(Records from an annotation dataset)
<<<<
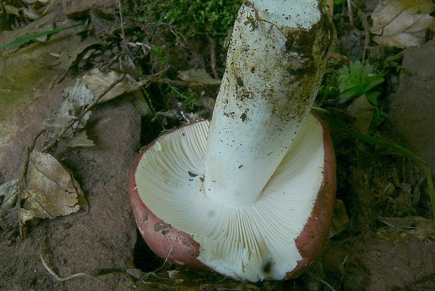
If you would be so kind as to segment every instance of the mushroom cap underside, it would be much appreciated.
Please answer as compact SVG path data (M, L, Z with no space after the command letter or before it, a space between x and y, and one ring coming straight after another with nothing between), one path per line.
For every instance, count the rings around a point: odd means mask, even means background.
M329 232L335 161L324 124L309 116L259 200L246 207L203 195L208 134L208 121L185 126L138 156L129 191L145 242L170 262L239 280L298 276Z

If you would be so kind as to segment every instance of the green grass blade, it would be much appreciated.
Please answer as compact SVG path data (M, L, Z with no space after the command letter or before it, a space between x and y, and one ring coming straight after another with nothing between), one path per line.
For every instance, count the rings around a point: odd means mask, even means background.
M58 27L58 28L55 28L53 29L51 29L51 30L47 30L45 32L36 32L36 34L33 34L31 35L27 35L23 37L20 37L20 39L15 39L13 41L11 41L8 43L5 43L5 44L2 44L0 46L0 51L6 50L8 48L16 46L19 46L20 44L22 43L25 43L27 41L33 41L36 39L37 39L38 37L41 37L41 36L44 36L46 35L50 35L50 34L55 34L57 32L60 32L64 30L67 30L67 29L69 29L70 28L73 28L73 27L77 27L79 26L81 26L81 25L84 25L86 24L86 22L80 22L80 23L76 23L74 25L68 25L68 26L65 26L65 27Z
M321 111L328 112L326 110L323 109L321 110ZM417 163L419 163L423 167L424 167L424 169L426 170L426 180L427 180L429 188L429 196L431 205L432 219L435 220L435 189L434 189L432 172L431 167L424 160L423 160L422 158L417 156L410 150L403 147L401 147L399 144L388 142L384 140L374 137L370 135L365 135L362 133L360 133L359 131L352 129L348 125L344 123L341 120L331 116L330 114L329 113L322 114L322 118L330 124L340 128L342 130L347 132L347 133L350 134L353 137L357 140L361 140L370 144L375 144L386 149L392 149L396 152L403 154L405 156L407 156Z

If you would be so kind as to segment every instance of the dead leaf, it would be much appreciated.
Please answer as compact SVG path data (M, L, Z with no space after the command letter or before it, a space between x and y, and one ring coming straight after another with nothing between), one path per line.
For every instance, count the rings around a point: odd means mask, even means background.
M95 100L92 91L79 81L77 81L73 86L67 88L65 91L65 97L58 112L54 117L45 122L46 129L50 133L51 139L58 138L69 123L77 119L83 111ZM91 114L91 111L86 112L80 120L74 123L71 128L63 134L62 137L68 140L67 143L70 147L94 145L93 142L88 140L86 133L81 131L86 125Z
M30 154L26 187L20 210L23 223L34 217L54 219L77 212L84 194L72 175L51 155Z
M103 73L100 72L98 69L93 69L91 70L90 74L86 74L81 79L86 87L93 92L94 95L98 97L101 96L109 86L120 80L121 75L114 71ZM121 81L100 99L98 103L109 101L126 92L128 92L130 89L130 86L126 81Z
M424 43L427 29L435 31L430 0L383 1L372 13L370 32L380 35L373 40L381 45L405 48Z
M18 179L13 179L0 185L0 217L12 208L18 196Z

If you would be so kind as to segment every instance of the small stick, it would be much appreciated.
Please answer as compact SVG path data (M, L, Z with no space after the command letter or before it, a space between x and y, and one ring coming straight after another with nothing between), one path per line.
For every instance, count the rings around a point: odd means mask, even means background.
M206 36L207 37L208 45L210 46L210 62L211 70L213 72L213 76L215 79L219 79L219 75L218 74L218 71L216 70L216 51L215 50L215 41L208 34L206 34Z
M354 11L352 1L347 0L347 13L349 13L349 24L350 26L354 26Z

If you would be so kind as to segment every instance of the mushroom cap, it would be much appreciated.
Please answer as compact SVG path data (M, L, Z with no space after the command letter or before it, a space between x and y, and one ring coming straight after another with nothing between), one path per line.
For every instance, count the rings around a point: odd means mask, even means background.
M203 195L208 124L166 132L136 158L128 189L145 242L173 263L235 279L297 276L329 233L335 159L324 123L310 114L258 201L234 208Z

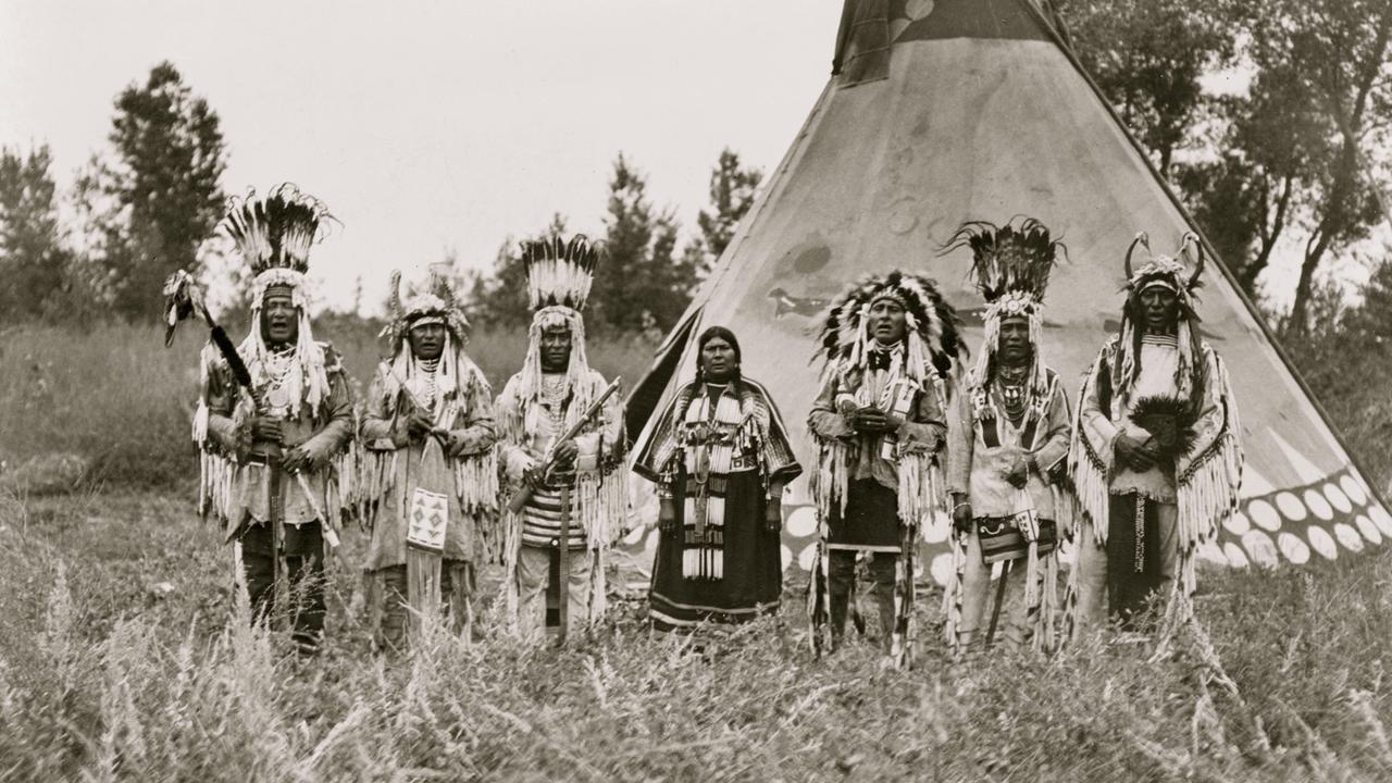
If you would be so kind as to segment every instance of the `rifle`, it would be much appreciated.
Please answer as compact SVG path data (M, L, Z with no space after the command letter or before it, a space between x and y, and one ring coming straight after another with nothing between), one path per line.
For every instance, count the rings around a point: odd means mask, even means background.
M571 425L571 428L567 429L564 435L561 435L560 437L555 439L554 443L551 443L551 447L547 449L546 451L546 457L541 460L541 464L546 467L546 470L541 471L543 476L551 475L551 470L555 467L553 464L553 461L555 460L555 446L560 443L565 443L567 440L575 439L575 436L578 436L580 431L585 429L585 426L590 422L590 419L599 415L599 412L604 407L604 403L610 397L612 397L615 392L618 392L618 385L621 380L622 378L615 378L614 382L608 385L608 389L606 389L603 394L600 394L593 403L590 403L590 407L585 410L585 415L576 419L576 422ZM535 492L536 492L535 486L523 482L522 486L512 495L512 499L508 500L508 511L512 511L514 514L521 514L522 509L526 507L528 500L532 499L532 493Z

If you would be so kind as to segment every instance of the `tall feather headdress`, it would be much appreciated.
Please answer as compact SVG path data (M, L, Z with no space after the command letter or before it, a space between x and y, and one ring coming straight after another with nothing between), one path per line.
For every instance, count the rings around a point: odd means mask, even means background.
M970 220L952 234L942 248L972 249L967 276L986 300L986 334L977 357L976 379L984 382L992 369L995 350L1005 318L1026 318L1030 325L1030 344L1034 347L1031 387L1044 385L1044 364L1040 346L1044 336L1044 293L1058 256L1066 256L1063 242L1055 240L1047 226L1033 217L1012 217L1004 226L986 220Z
M816 355L825 361L828 371L838 365L859 365L870 348L871 337L866 327L870 305L885 297L903 305L910 372L922 373L923 364L930 362L940 376L948 376L954 364L966 355L956 311L938 291L937 281L901 270L864 277L832 300L823 319L821 347ZM923 354L920 361L913 361L912 354L916 352Z
M253 277L273 269L305 274L309 248L331 219L323 202L284 183L263 198L256 198L256 191L232 198L221 227L237 244Z
M600 248L590 244L585 234L576 234L569 242L553 237L526 242L522 261L526 263L528 302L533 311L548 307L580 311L590 298Z
M465 318L464 308L459 307L454 286L440 270L432 269L426 284L408 287L405 295L402 295L401 272L393 270L387 297L390 320L381 329L381 336L391 344L393 352L401 350L401 343L412 326L426 322L443 323L461 346L468 340L469 319Z

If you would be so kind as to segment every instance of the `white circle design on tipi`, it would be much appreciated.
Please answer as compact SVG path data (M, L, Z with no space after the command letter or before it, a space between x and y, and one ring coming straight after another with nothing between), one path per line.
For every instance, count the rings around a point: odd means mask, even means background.
M945 515L945 514L944 514ZM952 529L952 520L940 520L938 514L934 513L933 520L923 527L923 541L928 543L942 543L948 539L948 531Z
M919 21L933 13L933 0L909 0L903 4L903 13L913 21Z
M1349 499L1352 499L1359 506L1363 506L1364 503L1368 502L1368 493L1363 489L1363 485L1359 483L1359 479L1353 478L1352 475L1340 478L1339 486L1342 486L1345 495L1347 495Z
M1378 504L1368 506L1368 518L1373 520L1373 524L1378 525L1382 535L1392 538L1392 515L1388 515L1386 509Z
M1320 495L1320 492L1315 489L1306 490L1306 506L1308 506L1310 510L1314 511L1315 517L1320 517L1324 521L1329 521L1334 518L1334 509L1329 507L1329 502L1325 500L1324 495Z
M1359 536L1359 531L1339 522L1334 525L1334 535L1339 539L1339 543L1342 543L1345 549L1350 552L1363 552L1363 538Z
M1247 514L1237 511L1233 515L1224 520L1222 527L1228 528L1228 532L1231 532L1232 535L1242 535L1251 529L1251 520L1247 518Z
M1382 543L1382 532L1378 531L1378 527L1367 515L1359 514L1353 520L1353 524L1359 525L1359 532L1363 534L1363 538L1368 539L1368 543Z
M1349 503L1349 496L1345 495L1343 490L1339 489L1339 485L1334 483L1332 481L1324 485L1324 497L1329 502L1331 506L1338 509L1340 514L1347 514L1349 511L1353 511L1353 503Z
M1278 535L1276 546L1281 548L1281 555L1296 566L1303 566L1310 560L1310 548L1306 546L1306 542L1300 541L1300 536L1293 532L1283 532Z
M1247 531L1247 535L1242 536L1242 546L1251 556L1253 563L1270 568L1281 561L1276 545L1271 543L1271 536L1261 531Z
M1281 513L1292 522L1299 522L1306 518L1304 506L1300 504L1300 499L1296 497L1295 492L1282 492L1281 495L1276 495L1276 509L1281 509ZM1267 528L1267 525L1261 527ZM1276 528L1267 529L1274 531Z
M788 528L788 535L793 538L807 538L809 535L817 532L817 510L812 506L803 506L788 514L788 521L784 522Z
M1329 536L1329 531L1321 528L1320 525L1310 525L1310 532L1306 534L1310 538L1310 546L1320 553L1325 560L1334 560L1339 556L1339 548L1335 546L1334 538Z
M1253 500L1247 503L1247 517L1257 524L1258 528L1275 532L1281 529L1281 514L1271 507L1271 503L1265 500Z
M1222 546L1218 546L1215 541L1205 541L1199 545L1199 559L1215 566L1228 564L1228 556L1222 553Z
M952 555L942 553L934 555L933 563L928 564L928 573L933 574L933 581L940 585L948 584L949 580L956 578L956 570L952 567Z

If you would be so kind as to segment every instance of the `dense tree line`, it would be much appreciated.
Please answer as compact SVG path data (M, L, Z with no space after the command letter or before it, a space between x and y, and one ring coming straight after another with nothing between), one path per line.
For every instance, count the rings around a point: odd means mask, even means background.
M1388 217L1378 180L1392 127L1392 0L1047 6L1247 291L1264 301L1272 258L1296 248L1293 308L1279 320L1290 336L1325 326L1315 323L1328 315L1315 301L1321 274L1335 259L1367 258ZM71 194L54 185L47 146L0 149L0 320L153 319L159 281L203 266L226 201L217 113L170 63L122 89L113 109L110 148ZM596 326L670 327L759 181L732 150L721 153L709 206L683 238L675 212L653 203L644 173L619 155L597 210L608 261L592 300ZM468 280L476 318L523 322L519 241L568 228L557 215L509 237L493 269Z

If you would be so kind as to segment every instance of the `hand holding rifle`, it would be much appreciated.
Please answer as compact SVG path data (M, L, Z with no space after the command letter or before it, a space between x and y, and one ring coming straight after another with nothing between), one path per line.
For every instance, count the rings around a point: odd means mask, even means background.
M555 440L555 443L547 451L546 457L536 465L528 468L528 471L522 476L522 488L518 489L516 493L512 495L512 499L508 502L509 511L512 511L514 514L521 514L522 509L526 507L528 500L532 499L532 493L540 483L546 483L546 479L550 478L557 471L557 468L568 468L575 464L575 457L579 454L579 449L575 444L576 436L579 436L580 432L585 431L585 428L590 424L590 421L594 419L594 417L600 415L600 412L604 410L604 403L608 401L608 398L612 397L615 392L618 392L619 380L622 379L615 378L614 382L610 383L608 387L604 389L604 392L593 403L590 403L590 407L586 408L585 415L582 415L568 431L565 431L565 433L561 435L561 437ZM569 454L569 465L564 465L558 460L558 456L562 453Z

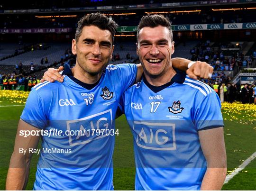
>>>>
Goal of the exercise =>
Please collect every line in the material above that contains the string "rifle" and copy each one out in full.

Answer =>
If you would be so kind as to segment every instance of the `rifle`, it would be much appreciated.
If you would be so kind as to segment every instance of the `hand holding rifle`, it would be much appreciated.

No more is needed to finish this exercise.